Which lines in the records below contain the string "point", matching case exactly? Copy each such line.

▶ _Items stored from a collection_
============

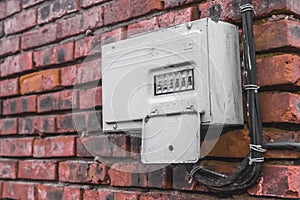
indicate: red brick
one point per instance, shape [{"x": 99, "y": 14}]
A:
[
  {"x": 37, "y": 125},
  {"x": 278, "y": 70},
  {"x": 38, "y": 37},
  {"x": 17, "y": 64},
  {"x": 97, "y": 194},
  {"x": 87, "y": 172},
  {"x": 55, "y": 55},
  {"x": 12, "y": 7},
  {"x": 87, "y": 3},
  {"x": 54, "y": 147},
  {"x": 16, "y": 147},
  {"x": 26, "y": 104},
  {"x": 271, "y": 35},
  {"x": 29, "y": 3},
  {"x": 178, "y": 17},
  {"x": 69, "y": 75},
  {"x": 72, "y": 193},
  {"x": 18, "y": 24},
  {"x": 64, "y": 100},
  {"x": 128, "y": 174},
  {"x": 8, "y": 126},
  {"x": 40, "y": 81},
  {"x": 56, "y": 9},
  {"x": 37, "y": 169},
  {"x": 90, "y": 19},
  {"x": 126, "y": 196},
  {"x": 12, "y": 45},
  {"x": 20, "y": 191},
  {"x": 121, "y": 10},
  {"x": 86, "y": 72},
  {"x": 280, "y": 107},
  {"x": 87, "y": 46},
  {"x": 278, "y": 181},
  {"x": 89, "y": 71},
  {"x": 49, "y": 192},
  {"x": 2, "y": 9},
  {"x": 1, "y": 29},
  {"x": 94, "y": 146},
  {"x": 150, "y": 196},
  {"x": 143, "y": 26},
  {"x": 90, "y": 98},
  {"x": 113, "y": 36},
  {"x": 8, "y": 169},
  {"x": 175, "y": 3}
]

============

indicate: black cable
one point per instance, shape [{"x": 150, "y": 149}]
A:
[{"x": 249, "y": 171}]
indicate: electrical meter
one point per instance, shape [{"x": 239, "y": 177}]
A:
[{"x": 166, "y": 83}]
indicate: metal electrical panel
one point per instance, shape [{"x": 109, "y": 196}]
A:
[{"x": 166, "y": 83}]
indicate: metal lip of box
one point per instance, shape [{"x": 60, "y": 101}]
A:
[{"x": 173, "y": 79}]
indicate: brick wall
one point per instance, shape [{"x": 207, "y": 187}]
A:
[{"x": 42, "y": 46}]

============

▶ _Response to the exercise_
one point per instance, shape [{"x": 99, "y": 14}]
one point per instance, shape [{"x": 150, "y": 149}]
one point per instance, shape [{"x": 239, "y": 177}]
one point per instance, shape [{"x": 109, "y": 196}]
one point per instance, shape [{"x": 60, "y": 101}]
one point per instance, shape [{"x": 207, "y": 187}]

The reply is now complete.